(Beginning of Data to process)

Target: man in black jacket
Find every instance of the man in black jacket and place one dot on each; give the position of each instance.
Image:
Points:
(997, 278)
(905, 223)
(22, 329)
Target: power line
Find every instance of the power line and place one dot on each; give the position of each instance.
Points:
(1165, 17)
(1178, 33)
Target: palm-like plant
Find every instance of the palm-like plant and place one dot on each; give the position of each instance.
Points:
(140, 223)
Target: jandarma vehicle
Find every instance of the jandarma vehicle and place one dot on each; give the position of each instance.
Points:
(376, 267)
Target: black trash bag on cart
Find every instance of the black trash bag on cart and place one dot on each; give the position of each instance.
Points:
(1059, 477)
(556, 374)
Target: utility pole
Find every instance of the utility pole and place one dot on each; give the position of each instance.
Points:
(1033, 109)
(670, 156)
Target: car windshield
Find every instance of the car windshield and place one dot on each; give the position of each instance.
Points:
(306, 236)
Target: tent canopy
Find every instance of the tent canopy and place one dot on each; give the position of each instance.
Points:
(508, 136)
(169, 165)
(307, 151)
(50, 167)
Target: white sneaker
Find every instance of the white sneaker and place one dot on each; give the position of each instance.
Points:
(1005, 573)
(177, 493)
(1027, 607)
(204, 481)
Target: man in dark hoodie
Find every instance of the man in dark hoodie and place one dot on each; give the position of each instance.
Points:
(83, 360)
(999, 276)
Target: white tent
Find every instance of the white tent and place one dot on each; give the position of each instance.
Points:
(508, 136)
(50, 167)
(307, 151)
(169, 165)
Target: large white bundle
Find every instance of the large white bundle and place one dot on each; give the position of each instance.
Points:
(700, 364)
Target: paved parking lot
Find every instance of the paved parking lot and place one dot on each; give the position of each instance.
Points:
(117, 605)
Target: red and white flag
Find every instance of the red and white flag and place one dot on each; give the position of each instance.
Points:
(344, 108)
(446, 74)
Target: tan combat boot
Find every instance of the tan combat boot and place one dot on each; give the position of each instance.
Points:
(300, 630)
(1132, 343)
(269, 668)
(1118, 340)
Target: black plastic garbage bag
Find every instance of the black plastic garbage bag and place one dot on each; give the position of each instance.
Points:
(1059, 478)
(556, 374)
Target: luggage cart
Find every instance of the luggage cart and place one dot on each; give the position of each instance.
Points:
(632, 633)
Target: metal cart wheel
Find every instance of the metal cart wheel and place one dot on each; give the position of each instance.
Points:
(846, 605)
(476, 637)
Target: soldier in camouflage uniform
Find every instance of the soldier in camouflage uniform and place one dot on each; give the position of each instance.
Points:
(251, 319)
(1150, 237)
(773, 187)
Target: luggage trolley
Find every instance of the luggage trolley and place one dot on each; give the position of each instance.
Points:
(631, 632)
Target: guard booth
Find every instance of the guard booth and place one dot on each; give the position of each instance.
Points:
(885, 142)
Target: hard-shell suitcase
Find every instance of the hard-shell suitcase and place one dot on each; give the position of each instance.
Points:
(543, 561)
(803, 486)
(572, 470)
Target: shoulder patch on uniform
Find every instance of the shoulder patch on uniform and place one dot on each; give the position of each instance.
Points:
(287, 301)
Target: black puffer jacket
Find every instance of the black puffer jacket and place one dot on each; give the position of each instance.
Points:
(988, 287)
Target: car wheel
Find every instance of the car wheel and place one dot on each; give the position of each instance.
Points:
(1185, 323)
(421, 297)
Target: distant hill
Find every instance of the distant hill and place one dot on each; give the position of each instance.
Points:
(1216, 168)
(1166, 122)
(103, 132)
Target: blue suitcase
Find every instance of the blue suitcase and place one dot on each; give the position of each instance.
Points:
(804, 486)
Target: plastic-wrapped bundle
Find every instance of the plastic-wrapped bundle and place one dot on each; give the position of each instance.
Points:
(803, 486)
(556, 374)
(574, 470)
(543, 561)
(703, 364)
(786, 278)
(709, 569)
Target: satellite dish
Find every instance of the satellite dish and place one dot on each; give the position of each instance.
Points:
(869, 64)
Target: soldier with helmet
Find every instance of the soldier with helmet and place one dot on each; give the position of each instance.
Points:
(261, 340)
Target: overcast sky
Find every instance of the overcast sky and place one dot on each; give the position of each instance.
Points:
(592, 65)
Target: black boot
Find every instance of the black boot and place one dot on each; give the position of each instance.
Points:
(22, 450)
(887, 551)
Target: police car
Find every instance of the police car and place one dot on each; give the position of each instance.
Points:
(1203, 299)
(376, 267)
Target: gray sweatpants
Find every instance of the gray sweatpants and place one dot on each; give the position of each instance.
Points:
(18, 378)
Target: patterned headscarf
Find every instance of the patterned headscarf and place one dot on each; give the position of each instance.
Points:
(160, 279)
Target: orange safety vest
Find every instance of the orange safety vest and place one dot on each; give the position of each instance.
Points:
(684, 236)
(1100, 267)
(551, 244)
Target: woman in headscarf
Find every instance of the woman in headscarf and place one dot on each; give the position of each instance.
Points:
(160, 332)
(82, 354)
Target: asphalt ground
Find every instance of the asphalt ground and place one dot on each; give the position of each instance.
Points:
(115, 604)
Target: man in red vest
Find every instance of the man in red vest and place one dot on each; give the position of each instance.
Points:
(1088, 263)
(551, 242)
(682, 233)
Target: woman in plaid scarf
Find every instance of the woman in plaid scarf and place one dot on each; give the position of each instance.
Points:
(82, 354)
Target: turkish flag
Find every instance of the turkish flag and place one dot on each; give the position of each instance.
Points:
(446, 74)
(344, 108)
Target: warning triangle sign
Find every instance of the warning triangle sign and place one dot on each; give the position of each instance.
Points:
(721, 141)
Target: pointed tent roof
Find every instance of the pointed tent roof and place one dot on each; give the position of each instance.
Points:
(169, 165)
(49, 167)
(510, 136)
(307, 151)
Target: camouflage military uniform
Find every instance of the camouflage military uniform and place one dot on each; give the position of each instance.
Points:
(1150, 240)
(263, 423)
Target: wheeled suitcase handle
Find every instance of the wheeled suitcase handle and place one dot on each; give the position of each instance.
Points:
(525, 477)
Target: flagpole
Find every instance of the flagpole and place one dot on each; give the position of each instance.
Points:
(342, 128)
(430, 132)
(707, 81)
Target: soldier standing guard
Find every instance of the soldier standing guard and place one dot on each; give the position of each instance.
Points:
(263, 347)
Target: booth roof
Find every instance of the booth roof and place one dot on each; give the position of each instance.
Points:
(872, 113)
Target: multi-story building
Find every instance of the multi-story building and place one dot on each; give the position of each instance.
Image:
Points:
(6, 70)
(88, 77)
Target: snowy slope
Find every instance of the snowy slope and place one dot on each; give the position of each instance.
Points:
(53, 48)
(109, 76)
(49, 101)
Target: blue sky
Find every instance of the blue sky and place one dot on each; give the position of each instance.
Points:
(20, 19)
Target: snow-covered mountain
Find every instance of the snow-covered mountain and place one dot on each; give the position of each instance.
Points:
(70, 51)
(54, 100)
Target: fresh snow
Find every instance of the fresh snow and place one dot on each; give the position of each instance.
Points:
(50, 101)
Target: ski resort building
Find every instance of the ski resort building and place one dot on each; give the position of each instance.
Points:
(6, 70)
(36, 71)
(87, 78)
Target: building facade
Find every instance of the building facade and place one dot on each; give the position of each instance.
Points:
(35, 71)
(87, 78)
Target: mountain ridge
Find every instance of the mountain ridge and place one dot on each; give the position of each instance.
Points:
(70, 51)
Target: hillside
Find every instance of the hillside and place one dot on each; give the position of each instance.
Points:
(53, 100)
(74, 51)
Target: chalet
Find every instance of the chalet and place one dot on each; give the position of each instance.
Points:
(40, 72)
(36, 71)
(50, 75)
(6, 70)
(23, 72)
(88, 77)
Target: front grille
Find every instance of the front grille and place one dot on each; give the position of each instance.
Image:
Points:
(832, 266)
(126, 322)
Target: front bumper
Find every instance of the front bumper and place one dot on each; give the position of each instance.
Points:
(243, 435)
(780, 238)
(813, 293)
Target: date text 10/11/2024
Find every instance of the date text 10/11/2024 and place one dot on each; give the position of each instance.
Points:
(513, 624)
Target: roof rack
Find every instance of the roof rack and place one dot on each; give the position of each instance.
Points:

(End of Data to process)

In the listing above, each line with the word "plastic" is to be copied out.

Target: black plastic garbage bag
Find every instance of the black plastic garbage bag and place one dot on each; give the position of each instance.
Target: plastic-wrapped bundle
Find every instance of the plastic-wrapped bundle and place one dot on each; give the position of each instance.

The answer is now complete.